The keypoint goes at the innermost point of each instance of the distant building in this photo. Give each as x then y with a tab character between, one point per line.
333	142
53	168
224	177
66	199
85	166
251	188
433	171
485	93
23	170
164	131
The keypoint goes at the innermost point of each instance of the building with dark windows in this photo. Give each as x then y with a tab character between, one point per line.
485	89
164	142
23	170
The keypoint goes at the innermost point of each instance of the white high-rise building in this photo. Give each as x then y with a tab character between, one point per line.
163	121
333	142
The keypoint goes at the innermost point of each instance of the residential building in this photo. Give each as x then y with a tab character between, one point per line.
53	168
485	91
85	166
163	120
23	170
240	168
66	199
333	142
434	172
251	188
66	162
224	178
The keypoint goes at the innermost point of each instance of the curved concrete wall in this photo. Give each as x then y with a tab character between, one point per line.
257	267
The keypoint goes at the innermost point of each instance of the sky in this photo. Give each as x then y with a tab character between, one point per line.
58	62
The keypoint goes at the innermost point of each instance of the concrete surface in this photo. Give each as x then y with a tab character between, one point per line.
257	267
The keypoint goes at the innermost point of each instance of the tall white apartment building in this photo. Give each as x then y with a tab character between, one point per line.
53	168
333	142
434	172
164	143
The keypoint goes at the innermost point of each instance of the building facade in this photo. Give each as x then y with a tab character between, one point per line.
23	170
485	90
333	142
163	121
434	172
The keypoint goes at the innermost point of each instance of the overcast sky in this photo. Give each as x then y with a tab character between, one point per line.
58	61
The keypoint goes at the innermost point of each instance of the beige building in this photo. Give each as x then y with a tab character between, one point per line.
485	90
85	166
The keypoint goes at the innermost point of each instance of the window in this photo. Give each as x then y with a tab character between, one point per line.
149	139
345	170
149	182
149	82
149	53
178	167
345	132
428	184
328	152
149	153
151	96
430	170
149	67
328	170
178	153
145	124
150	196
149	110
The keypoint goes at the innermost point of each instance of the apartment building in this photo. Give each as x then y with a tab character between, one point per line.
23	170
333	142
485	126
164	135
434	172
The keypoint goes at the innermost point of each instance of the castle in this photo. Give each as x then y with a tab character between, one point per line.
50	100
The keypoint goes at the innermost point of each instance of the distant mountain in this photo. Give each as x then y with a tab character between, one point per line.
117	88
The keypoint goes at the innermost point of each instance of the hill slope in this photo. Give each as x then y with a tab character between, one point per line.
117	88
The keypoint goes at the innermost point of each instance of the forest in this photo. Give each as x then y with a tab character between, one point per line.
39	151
-- -- --
**WHAT IS EXPECTED**
Render all of the records above as a Markdown table with the columns Row and Line, giving each non-blank line its own numbered row and skipping blank lines.

**ANSWER BELOW**
| Row | Line |
|---|---|
| 1 | The keypoint goes at the innermost point of each instance of the distant building in this photo. Give each as x then y with a tab character between, one point per line. |
| 2 | 333	142 |
| 3 | 53	168 |
| 4 | 224	177 |
| 5 | 66	199 |
| 6 | 85	166 |
| 7 | 251	188 |
| 8 | 433	171 |
| 9 | 485	93 |
| 10 | 23	170 |
| 11 | 164	131 |
| 12 | The keypoint goes at the innermost point of each instance of the building with dark windows in this photo. Give each as x then y with a tab character between, one point per line. |
| 13 | 485	89 |
| 14 | 164	142 |
| 15 | 23	170 |
| 16 | The keypoint goes at the innermost point of each instance of the white high-rise building in this photo. Give each as x then y with a tab character between, one point per line. |
| 17 | 163	121 |
| 18 | 333	142 |
| 19 | The keypoint goes at the innermost point of each instance of the residential building in this photo. Give each as x then y with a tab character between, one point per line. |
| 20 | 53	168 |
| 21 | 485	91 |
| 22 | 85	166 |
| 23 | 163	120 |
| 24 | 23	170 |
| 25 | 240	168 |
| 26 | 66	199 |
| 27 | 333	142 |
| 28 | 434	172 |
| 29 | 251	188 |
| 30 | 66	162 |
| 31 | 224	178 |
| 32 | The keypoint goes at the innermost point of each instance of the curved concrete wall in this photo. Give each as x then y with a tab character between, one point per line. |
| 33 | 257	267 |
| 34 | The keypoint goes at the innermost point of each instance of the sky in this photo. Give each as x then y with a tab character between, one point per line. |
| 35 | 58	62 |
| 36 | The keypoint goes at the innermost point of each instance of the concrete surface in this photo. Give each as x then y with a tab character between, one point per line. |
| 37 | 257	267 |
| 38 | The keypoint goes at the innermost point of each instance of the tall white apartment building in this photo. Give each as x then y with a tab character between, one point per line. |
| 39 | 53	168 |
| 40 | 333	142 |
| 41 | 434	172 |
| 42 | 164	143 |
| 43 | The keypoint goes at the innermost point of each instance of the building facade in this photo. Give each as x then y with a tab character between, one point per line. |
| 44 | 23	170 |
| 45 | 485	90 |
| 46 | 333	142 |
| 47 | 163	121 |
| 48 | 434	172 |
| 49 | The keypoint goes at the innermost point of each instance of the overcast sky in this photo. Give each as x then y with a tab character between, one point per line. |
| 50 | 58	61 |
| 51 | The keypoint goes at the innermost point of each instance of the beige building in this photo. Give each as x then y with a tab character between, one point per line. |
| 52 | 485	90 |
| 53 | 85	166 |
| 54 | The keypoint goes at the innermost point of each instance of the window in this photo. Give each as x then y with a tab character between, one point per line. |
| 55 | 149	139 |
| 56 | 345	170 |
| 57 | 149	182 |
| 58 | 149	82 |
| 59 | 149	53 |
| 60 | 178	167 |
| 61 | 345	132 |
| 62 | 428	184 |
| 63 | 328	152 |
| 64 | 149	153 |
| 65 | 151	96 |
| 66 | 430	170 |
| 67 | 149	67 |
| 68 | 328	170 |
| 69 | 178	153 |
| 70 | 145	124 |
| 71 | 150	196 |
| 72 | 149	110 |
| 73 | The keypoint goes at the innermost point of each instance of the apartment building in this photo. Give each as x then y with a tab character between, one point per line. |
| 74 | 23	170 |
| 75 | 333	142 |
| 76 | 485	126 |
| 77 | 164	135 |
| 78 | 434	172 |
| 79 | The keypoint goes at the innermost point of each instance of the castle in this photo. Give each as x then y with a tab character between, one point per line. |
| 80 | 50	100 |
| 81 | The keypoint goes at the innermost point of each instance of the distant mountain in this photo. Give each as x then y with a tab character between, one point per line. |
| 82 | 117	88 |
| 83 | The keypoint goes at the innermost point of each instance of the hill slope in this photo. Give each as x then y with a tab character between, one point per line. |
| 84 | 117	88 |
| 85 | The keypoint goes at the innermost point of each instance of the forest in this photo. Give each as x then y with a tab character between, one point per line. |
| 86 | 39	151 |